--- begin ---

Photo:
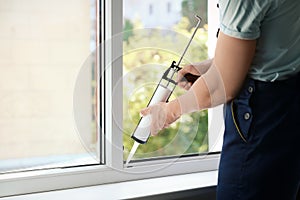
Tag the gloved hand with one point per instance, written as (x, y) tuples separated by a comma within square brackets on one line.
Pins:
[(197, 69), (162, 115)]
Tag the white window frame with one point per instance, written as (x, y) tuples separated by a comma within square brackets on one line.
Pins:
[(113, 169)]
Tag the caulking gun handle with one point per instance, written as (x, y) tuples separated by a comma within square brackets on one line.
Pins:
[(190, 77)]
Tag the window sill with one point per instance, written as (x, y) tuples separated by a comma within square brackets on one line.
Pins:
[(130, 189)]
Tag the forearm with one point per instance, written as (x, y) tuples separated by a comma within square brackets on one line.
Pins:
[(208, 91), (203, 66)]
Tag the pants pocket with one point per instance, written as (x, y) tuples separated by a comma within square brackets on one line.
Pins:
[(241, 117)]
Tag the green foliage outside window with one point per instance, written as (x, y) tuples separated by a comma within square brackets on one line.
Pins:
[(142, 69)]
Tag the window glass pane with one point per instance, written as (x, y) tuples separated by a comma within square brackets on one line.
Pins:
[(46, 53), (152, 40)]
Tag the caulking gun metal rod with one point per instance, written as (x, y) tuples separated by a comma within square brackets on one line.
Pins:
[(196, 28)]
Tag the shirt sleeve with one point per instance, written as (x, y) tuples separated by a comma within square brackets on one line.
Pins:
[(242, 18)]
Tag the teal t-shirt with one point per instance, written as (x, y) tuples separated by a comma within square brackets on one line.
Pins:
[(276, 26)]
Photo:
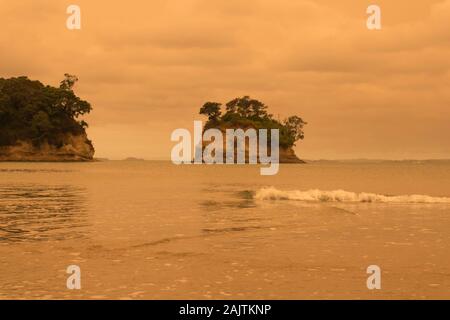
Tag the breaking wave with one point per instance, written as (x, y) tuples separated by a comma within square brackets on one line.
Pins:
[(316, 195)]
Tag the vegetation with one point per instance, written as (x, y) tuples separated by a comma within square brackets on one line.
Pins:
[(250, 113), (31, 111)]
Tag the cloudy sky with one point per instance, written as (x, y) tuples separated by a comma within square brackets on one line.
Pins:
[(148, 66)]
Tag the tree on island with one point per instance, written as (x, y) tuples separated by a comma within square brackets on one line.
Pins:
[(246, 113), (31, 111)]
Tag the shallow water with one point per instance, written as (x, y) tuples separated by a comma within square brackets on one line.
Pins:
[(145, 230)]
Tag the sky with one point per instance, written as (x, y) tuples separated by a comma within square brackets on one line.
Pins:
[(148, 66)]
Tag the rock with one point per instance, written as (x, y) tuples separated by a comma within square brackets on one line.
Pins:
[(74, 148)]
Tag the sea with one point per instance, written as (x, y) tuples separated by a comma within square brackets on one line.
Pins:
[(155, 230)]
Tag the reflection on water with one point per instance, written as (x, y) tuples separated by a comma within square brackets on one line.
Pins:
[(41, 212)]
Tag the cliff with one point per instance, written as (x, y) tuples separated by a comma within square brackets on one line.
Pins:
[(286, 154), (73, 148), (42, 123)]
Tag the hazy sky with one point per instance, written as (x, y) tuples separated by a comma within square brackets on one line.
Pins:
[(148, 66)]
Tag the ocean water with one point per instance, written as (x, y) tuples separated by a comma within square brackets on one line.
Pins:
[(153, 230)]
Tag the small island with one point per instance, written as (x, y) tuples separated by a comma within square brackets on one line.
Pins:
[(41, 123), (247, 113)]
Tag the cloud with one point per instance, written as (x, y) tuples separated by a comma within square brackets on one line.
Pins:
[(149, 65)]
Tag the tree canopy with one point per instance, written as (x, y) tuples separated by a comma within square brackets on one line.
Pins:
[(246, 112), (32, 111)]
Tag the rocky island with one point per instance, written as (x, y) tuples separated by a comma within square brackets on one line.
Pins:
[(41, 123), (247, 113)]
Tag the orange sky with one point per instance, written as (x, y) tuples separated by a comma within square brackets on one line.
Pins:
[(148, 66)]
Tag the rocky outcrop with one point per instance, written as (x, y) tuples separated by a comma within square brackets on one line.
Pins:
[(73, 148), (286, 155)]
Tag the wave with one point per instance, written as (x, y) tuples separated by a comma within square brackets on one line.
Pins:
[(315, 195)]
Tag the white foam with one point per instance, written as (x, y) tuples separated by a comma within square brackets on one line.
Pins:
[(316, 195)]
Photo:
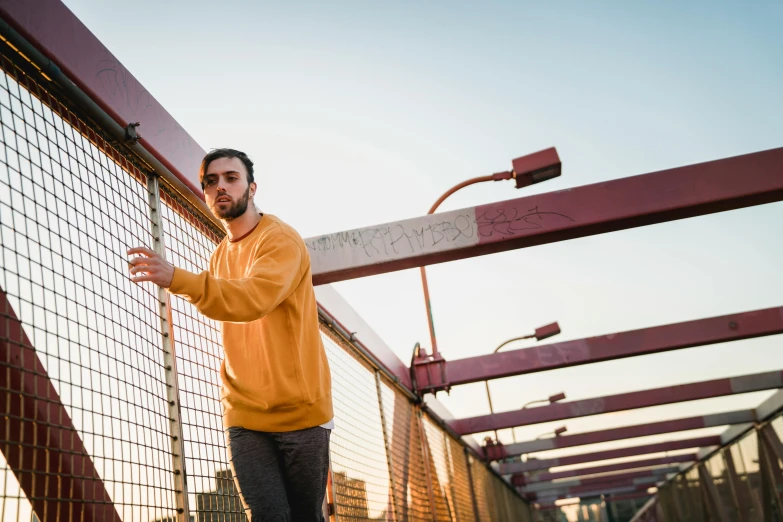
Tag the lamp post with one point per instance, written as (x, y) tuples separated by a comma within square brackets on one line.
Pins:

--- end ---

## [To be done]
Return all of the rows above word for word, omitting the pictures.

## [Response to this task]
Photo:
Tag the gloved hand with one point per instance, written as (x, y) tuples separated by a comma within square brackets on one line.
Pins:
[(197, 69), (162, 115)]
Tag the white window frame with one point per instance, written as (x, y) tuples separated by a comma within square brackets on one line.
Pins:
[(113, 169)]
Tag the caulking gun handle with one point per instance, written as (x, y) tuples separated by a comma within square brackets on one line.
Pins:
[(190, 77)]
Tag the window sill with one point per instance, written as (x, y) tuples separated by a comma within square brackets on one line.
Pins:
[(130, 189)]
Tag the forearm with one point per instance, written as (x, y) tuples separated by a comma within square brackets on one line.
Pins:
[(208, 91), (203, 66)]
Tag the pants pocket with one point per instance, written as (x, y) tuples separated by a comma within square brackets on one line.
Pins:
[(241, 117)]
Tag the green foliage outside window with one point per instance, written as (x, y) tuples separated by a comma within square brackets on one line.
Pins:
[(142, 69)]
Tag the window glass pane with one point per instance, written as (x, y) tuples separated by a comma within square brackets on one line.
Pins:
[(46, 53), (152, 40)]
Tag the caulking gun metal rod with one point per instance, written as (x, y) tuples separated by a comma within square brackets on one line.
Pins:
[(196, 28)]
Tag the shirt sleeve with one point per instance, written as (x, y) tuples separated by a comma within square brackets on one line.
Pins:
[(242, 18)]
Tag the teal t-shirt with one point per instance, written as (x, y) tuples separated by a comma within square brackets on one line.
Pins:
[(276, 26)]
Photo:
Tag the breaking wave with one point per instance, written as (x, y) tuples separated by a comma within square brackets on one line.
Pins:
[(316, 195)]
Tag the vegetation with one point per instance, written as (x, y) tuples separated by a comma within square brackets on one line.
Pins:
[(250, 113), (31, 111)]
Tag the cloudy sky with one point per instance, written as (x, y) tuples separated by a comma within square brackets on one line.
Pins:
[(148, 66)]
Tag the tree on island with one point per instance, written as (x, y) tuples separated by a comma within square brackets on one line.
Pins:
[(246, 113), (31, 111)]
Tag the shallow water with one point per instance, written as (x, y) tuples separated by a comma within square brackets on one line.
Pins:
[(145, 230)]
Tag the sky with one point per instance, written as (x, y) tuples separated by a comma within square brackets on one line.
Pins:
[(148, 66)]
Tag the rock with one point per instance, written as (x, y) tuples separated by a comma within square brackets on one line.
Pins:
[(74, 148)]
Tag the sea with one point per instance, written as (x, y) tuples separated by a comma within square brackets on one line.
Pins:
[(155, 230)]
Tag the reflection on water with one point per instance, written as (x, y) tuples separated by a comma within square brackets on one line.
Pins:
[(41, 212)]
Tag the cliff with one point per instance, written as (x, y) tuples separated by a comma within square brackets on one line.
Pins:
[(286, 154), (73, 148), (42, 123)]
Tag the hazy sky with one point per instance, written as (x, y) tuples separated by a comma within square brackets on one line.
Pins:
[(148, 66)]
Tag the ocean water with one point per instance, written as (x, y) tuples separated by a comma within square brackets on one line.
Pins:
[(153, 230)]
Tag the small island with one point per instance, written as (x, y) tuples separated by a comma within square brackets on one line.
Pins:
[(41, 123), (247, 113)]
Tag the cloud with one point per instance, written as (x, y) tuples separated by a comma within square brackets on one line.
Pins:
[(149, 65)]
Tag the tree canopy with one point per instance, written as (x, y) tuples separated by a comma within square brackets on one line.
Pins:
[(246, 112), (32, 111)]
Tag the rocky island with one point per instance, written as (x, y) tuples separated by a comma within square brackets on one line.
Pins:
[(41, 123), (247, 113)]
Tag the orange sky with one point per instance, written as (x, y) tuples separated by a comma within square brackets on one line.
Pins:
[(148, 66)]
Tag the rocky outcrop with one point per instance, written as (x, y) tuples separated by a comma within square brackets on one line.
Pins:
[(73, 148), (286, 155)]
Tag the wave with one point per instance, written as (x, y) tuples separated by a comma within square brackets on one line.
Pins:
[(315, 195)]
Tag the white foam with one point per instance, written as (x, y) tuples separated by a comma within square brackets on one line.
Pins:
[(316, 195)]
Photo:
Tag the lamp post with one point per instance, written as (x, y) tuples separated by a comma within square brackets on one line.
Pins:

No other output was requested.